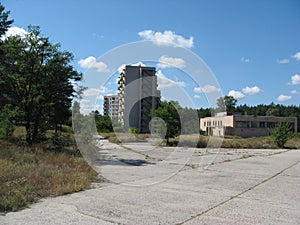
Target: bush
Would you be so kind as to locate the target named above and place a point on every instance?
(6, 125)
(280, 134)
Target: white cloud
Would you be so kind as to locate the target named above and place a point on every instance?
(91, 62)
(122, 67)
(295, 92)
(236, 94)
(86, 106)
(283, 61)
(295, 79)
(166, 61)
(167, 38)
(138, 64)
(245, 60)
(296, 56)
(283, 98)
(251, 90)
(164, 82)
(95, 91)
(206, 89)
(13, 31)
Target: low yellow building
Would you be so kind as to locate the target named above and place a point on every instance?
(243, 126)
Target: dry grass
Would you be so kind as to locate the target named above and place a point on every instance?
(200, 141)
(29, 173)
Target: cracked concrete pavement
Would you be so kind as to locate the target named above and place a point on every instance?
(240, 187)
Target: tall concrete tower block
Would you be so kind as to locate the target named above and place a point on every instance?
(111, 106)
(137, 94)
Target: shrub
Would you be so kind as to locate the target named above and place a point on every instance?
(281, 133)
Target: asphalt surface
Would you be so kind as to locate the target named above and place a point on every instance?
(156, 187)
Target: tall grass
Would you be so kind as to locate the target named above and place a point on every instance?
(30, 173)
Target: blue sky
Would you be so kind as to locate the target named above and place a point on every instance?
(252, 47)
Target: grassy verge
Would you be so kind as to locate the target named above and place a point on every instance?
(201, 141)
(30, 173)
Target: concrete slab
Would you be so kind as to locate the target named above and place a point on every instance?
(261, 189)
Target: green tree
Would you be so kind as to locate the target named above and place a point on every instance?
(169, 113)
(103, 123)
(281, 133)
(37, 78)
(4, 21)
(6, 125)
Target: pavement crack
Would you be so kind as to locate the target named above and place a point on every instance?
(91, 216)
(239, 194)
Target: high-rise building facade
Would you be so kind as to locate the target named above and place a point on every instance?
(111, 106)
(137, 95)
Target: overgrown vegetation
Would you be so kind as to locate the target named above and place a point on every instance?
(281, 133)
(38, 155)
(28, 173)
(36, 81)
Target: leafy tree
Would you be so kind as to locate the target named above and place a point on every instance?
(4, 21)
(6, 125)
(281, 133)
(37, 77)
(169, 113)
(103, 123)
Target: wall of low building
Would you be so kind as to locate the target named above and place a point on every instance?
(250, 132)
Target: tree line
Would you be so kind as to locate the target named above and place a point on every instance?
(36, 82)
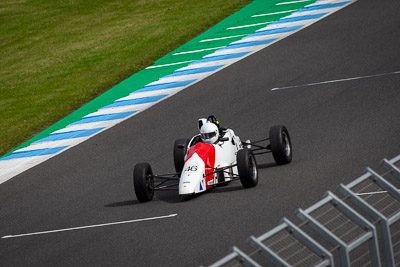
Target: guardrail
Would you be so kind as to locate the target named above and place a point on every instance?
(358, 226)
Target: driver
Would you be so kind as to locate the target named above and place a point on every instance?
(209, 133)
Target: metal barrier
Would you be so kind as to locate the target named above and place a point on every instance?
(350, 224)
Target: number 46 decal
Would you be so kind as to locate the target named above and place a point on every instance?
(191, 169)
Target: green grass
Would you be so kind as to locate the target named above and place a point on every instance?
(58, 55)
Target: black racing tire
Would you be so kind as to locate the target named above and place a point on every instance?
(281, 145)
(180, 149)
(143, 181)
(247, 168)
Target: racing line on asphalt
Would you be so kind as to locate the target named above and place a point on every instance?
(90, 226)
(335, 81)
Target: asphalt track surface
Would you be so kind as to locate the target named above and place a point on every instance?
(337, 130)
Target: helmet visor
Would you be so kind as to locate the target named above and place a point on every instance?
(208, 135)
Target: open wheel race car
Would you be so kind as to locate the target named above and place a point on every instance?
(212, 158)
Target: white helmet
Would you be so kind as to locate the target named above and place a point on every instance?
(209, 133)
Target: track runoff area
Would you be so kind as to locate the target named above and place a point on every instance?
(254, 27)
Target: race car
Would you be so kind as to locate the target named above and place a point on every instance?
(212, 158)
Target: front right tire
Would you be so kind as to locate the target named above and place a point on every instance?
(143, 181)
(180, 149)
(247, 168)
(281, 145)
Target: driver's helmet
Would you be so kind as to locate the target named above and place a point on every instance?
(209, 133)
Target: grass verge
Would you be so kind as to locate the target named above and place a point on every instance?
(58, 55)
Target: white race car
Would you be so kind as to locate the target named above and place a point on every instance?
(214, 157)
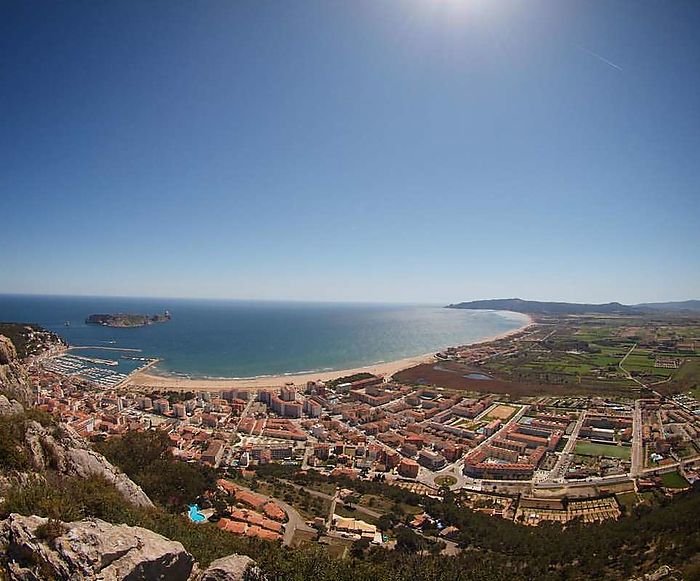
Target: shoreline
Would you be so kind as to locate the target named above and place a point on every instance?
(143, 379)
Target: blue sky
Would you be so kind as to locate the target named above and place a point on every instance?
(408, 150)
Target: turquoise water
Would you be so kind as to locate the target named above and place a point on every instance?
(208, 338)
(195, 515)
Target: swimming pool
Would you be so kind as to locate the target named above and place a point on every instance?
(195, 515)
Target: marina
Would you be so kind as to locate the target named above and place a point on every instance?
(98, 370)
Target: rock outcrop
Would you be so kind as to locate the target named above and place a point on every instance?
(8, 353)
(90, 549)
(231, 568)
(10, 407)
(66, 452)
(13, 376)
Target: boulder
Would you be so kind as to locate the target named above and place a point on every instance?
(90, 549)
(67, 453)
(8, 353)
(231, 568)
(10, 407)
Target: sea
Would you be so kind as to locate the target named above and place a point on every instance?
(242, 339)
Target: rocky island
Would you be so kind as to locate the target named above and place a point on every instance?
(127, 319)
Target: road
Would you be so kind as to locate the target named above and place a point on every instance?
(557, 473)
(333, 498)
(294, 519)
(637, 441)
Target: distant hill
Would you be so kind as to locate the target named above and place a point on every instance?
(673, 306)
(558, 308)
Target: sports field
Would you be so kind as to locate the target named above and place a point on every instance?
(590, 449)
(673, 480)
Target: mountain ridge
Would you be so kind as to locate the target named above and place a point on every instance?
(563, 308)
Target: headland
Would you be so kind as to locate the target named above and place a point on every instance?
(146, 377)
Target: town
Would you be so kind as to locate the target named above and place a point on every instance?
(529, 459)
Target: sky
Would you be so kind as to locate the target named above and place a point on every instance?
(399, 151)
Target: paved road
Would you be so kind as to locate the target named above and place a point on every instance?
(637, 440)
(557, 473)
(294, 519)
(333, 500)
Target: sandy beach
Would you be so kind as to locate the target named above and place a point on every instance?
(387, 369)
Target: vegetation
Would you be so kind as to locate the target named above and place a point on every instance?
(604, 450)
(349, 379)
(673, 480)
(28, 339)
(494, 548)
(145, 457)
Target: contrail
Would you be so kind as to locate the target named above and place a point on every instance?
(600, 58)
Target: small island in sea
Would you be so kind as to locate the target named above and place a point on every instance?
(127, 319)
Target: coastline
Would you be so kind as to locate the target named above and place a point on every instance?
(143, 379)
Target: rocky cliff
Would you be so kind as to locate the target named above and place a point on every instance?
(37, 549)
(33, 548)
(68, 454)
(13, 377)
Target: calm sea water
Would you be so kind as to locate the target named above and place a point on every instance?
(210, 338)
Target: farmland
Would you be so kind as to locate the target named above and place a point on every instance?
(578, 355)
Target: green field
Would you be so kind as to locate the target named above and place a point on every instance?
(673, 480)
(590, 449)
(445, 480)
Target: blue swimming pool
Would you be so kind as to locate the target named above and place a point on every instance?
(195, 515)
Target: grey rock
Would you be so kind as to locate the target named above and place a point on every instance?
(10, 407)
(67, 453)
(231, 568)
(91, 549)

··········

* _Exercise requirements_: Repeat the material exactly as it reads, without any of its pictures.

* _Written answer_:
Target: bush
Would you be so kind as to locate the target named above and place a point on every instance?
(6, 125)
(280, 134)
Target: white cloud
Would you be so kind as to locate the target named above and place a point on every instance?
(91, 62)
(122, 67)
(295, 92)
(236, 94)
(86, 106)
(283, 61)
(295, 79)
(166, 61)
(167, 38)
(138, 64)
(245, 60)
(296, 56)
(283, 98)
(251, 90)
(164, 82)
(95, 91)
(206, 89)
(13, 31)
Target: low yellow building
Would you be so kind as to locate the target named above and place a point on every instance?
(243, 126)
Target: dry grass
Would you be so kind as to locate the target named above and place a point on every instance?
(200, 141)
(29, 173)
Target: cracked concrete pavement
Would you be so kind as to locate the target named above and place a point on every instance?
(240, 187)
Target: tall concrete tower block
Would you be so kind as to locate the target named above and place a point on every instance?
(111, 106)
(137, 94)
Target: shrub
Would you be so kind as to locate the target named above and place a point on every instance?
(281, 133)
Target: asphalt surface
Would you be so kind as to locate the target named above and place a point on every instance?
(156, 187)
Target: tall grass
Would you be so kind as to locate the target named above and place a point on every instance?
(30, 173)
Target: blue sky
Would you be so kind as to locate the target named above and place a point on every instance?
(252, 47)
Target: grassy verge
Would you be so kind as to locate the target named above and place a point on every instance?
(201, 141)
(30, 173)
Target: concrete slab
Would you be so kind as to locate the target named above and place a point on every instance?
(261, 189)
Target: green tree
Would you be so kind as to locate the target named above and place a point on every instance?
(169, 113)
(103, 123)
(281, 133)
(37, 78)
(4, 21)
(6, 125)
Target: pavement crack
Would you be so kind as to locate the target named above and place a point on every instance?
(91, 216)
(239, 194)
Target: high-rise building facade
Would you be so kind as to locate the target named above and place a point on every instance?
(111, 106)
(137, 95)
Target: overgrown vegetation
Would you be so kind as to locate the target named above and place a point on every instance?
(281, 133)
(38, 155)
(28, 173)
(36, 81)
Target: leafy tree
Would you be so kind as to locate the target named above and place a point on every instance?
(4, 21)
(6, 125)
(281, 133)
(37, 77)
(169, 113)
(103, 123)
Target: wall of low building
Would you be so kind as to locate the target named above and place a point on every instance?
(250, 132)
Target: tree line
Would you be so kind as to locate the target named above and place a point on every instance?
(36, 82)
Target: guardrail
Would you be so kind as to locate the target named above and place a point on every instance?
(358, 226)
Target: driver
Would you be so kind as to locate the target named above and place a point on every instance?
(209, 133)
Target: metal barrier
Would you be so kind as to locate the target named above and place a point on every instance?
(350, 224)
Target: number 46 decal
Would you be so kind as to locate the target named above and place a point on every instance?
(191, 169)
Target: green grass
Would you be so kind as to locate the target named above and place a point on every instance?
(58, 55)
Target: black racing tire
Would you be so kind as to locate the target named above and place a point on every instance?
(281, 145)
(180, 149)
(143, 181)
(247, 168)
Target: racing line on asphalt
Would you be so kind as to locate the target named above and place a point on every instance?
(90, 226)
(335, 81)
Target: asphalt track surface
Would you be so kind as to locate the target named above and place a point on every instance?
(337, 130)
Target: helmet visor
Would you be so kind as to locate the target named above and place a point on every instance?
(208, 135)
Target: open wheel race car
Would you be so kind as to locate the target named above and place a point on every instance?
(212, 158)
Target: white helmet
Would you be so kind as to locate the target named above and place a point on every instance?
(209, 133)
Target: track runoff area
Would you be so kind as to locate the target named above and place a point on every instance?
(254, 27)
Target: race car
Would you be so kind as to locate the target named above and place a point on every instance?
(212, 158)
Target: front right tire
Would you be so kind as to locate the target named above and place a point on every instance?
(143, 181)
(180, 149)
(247, 168)
(281, 145)
Target: driver's helmet
Would you be so kind as to locate the target named above and place a point on every instance?
(209, 133)
Target: grass verge
Would you be so kind as to locate the target named above and place a point on every instance?
(58, 55)
Target: white race car
Would you be so kind as to locate the target named above and place a point on every instance?
(214, 157)
Target: shoreline
Would you be so kind as to locate the target named above and place a point on every instance?
(143, 379)
Target: blue sky
Would you be so kind as to locate the target named above and place a point on every instance?
(408, 150)
Target: turquoise water
Would you be so kind as to locate the target named above and place a point on every instance?
(208, 338)
(195, 515)
Target: swimming pool
Would you be so kind as to locate the target named above and place a point on every instance?
(195, 515)
Target: marina
Would you be so kind as to locate the target named above and place a point on every instance?
(98, 370)
Target: rock outcrop
Would you be so kind as to locate the target named above and place a point on every instance?
(8, 353)
(90, 549)
(231, 568)
(10, 407)
(66, 452)
(13, 376)
Target: boulder
Would you be so kind as to locate the target named above and place a point on every instance?
(90, 549)
(67, 453)
(8, 353)
(231, 568)
(10, 407)
Target: sea
Would you be so kind as to locate the target named above and place a point on every instance?
(242, 339)
Target: rocky island
Would you be so kind as to locate the target named above and place a point on every instance?
(127, 319)
Target: road
Would you be so kind as to locate the target named above and place a point on every instance?
(557, 473)
(333, 498)
(294, 519)
(637, 441)
Target: distant hill
Would you be so kind as to locate the target named above and place a point on every instance?
(673, 306)
(558, 308)
Target: sports field
Would you be so kind as to locate the target named above and place a point on every instance?
(590, 449)
(673, 480)
Target: mountain ridge
Would you be so kind as to locate the target named above and place a point on every instance?
(563, 308)
Target: headland
Would you be so kind as to locate the target named above and place a point on every instance?
(146, 377)
Target: town
Would you be so kind as to locate the target named above and place a point on every instance?
(529, 459)
Target: sky
Would you be so kind as to locate the target named above and place a point on every instance?
(399, 151)
Target: paved road
Would you be so kind as to locate the target named above and place a point on every instance?
(637, 440)
(557, 473)
(294, 519)
(333, 500)
Target: sandy beach
Would you be so kind as to locate the target named above and place a point on every instance?
(387, 369)
Target: vegetation
Would you be so kind as to locate the target named above and place a point on every instance?
(604, 450)
(349, 379)
(673, 480)
(28, 339)
(494, 548)
(145, 457)
Target: contrail
Would you be so kind as to locate the target named above and place a point on every instance?
(600, 58)
Target: small island in sea
Would you be so kind as to locate the target named above and place a point on every instance?
(127, 319)
Target: coastline
Would you be so kind as to locate the target named above and place a point on every instance?
(143, 379)
Target: rocky cliff
Would you be so kind as to locate the target named above and place a point on every instance?
(37, 549)
(33, 548)
(68, 454)
(13, 377)
Target: calm sea water
Would you be so kind as to locate the target named above and place a point on every instance?
(210, 338)
Target: farmland
Would you be so kind as to locate the target named above and place a point on every instance?
(578, 355)
Target: green field
Would you be so kind as to locate the target named above and place a point on every instance?
(673, 480)
(590, 449)
(445, 480)
Target: blue swimming pool
Would you be so kind as to locate the target named above and place a point on every instance?
(195, 515)
Target: grey rock
Would you be so kind as to locate the target named above and place a point on every instance?
(10, 407)
(67, 453)
(231, 568)
(91, 549)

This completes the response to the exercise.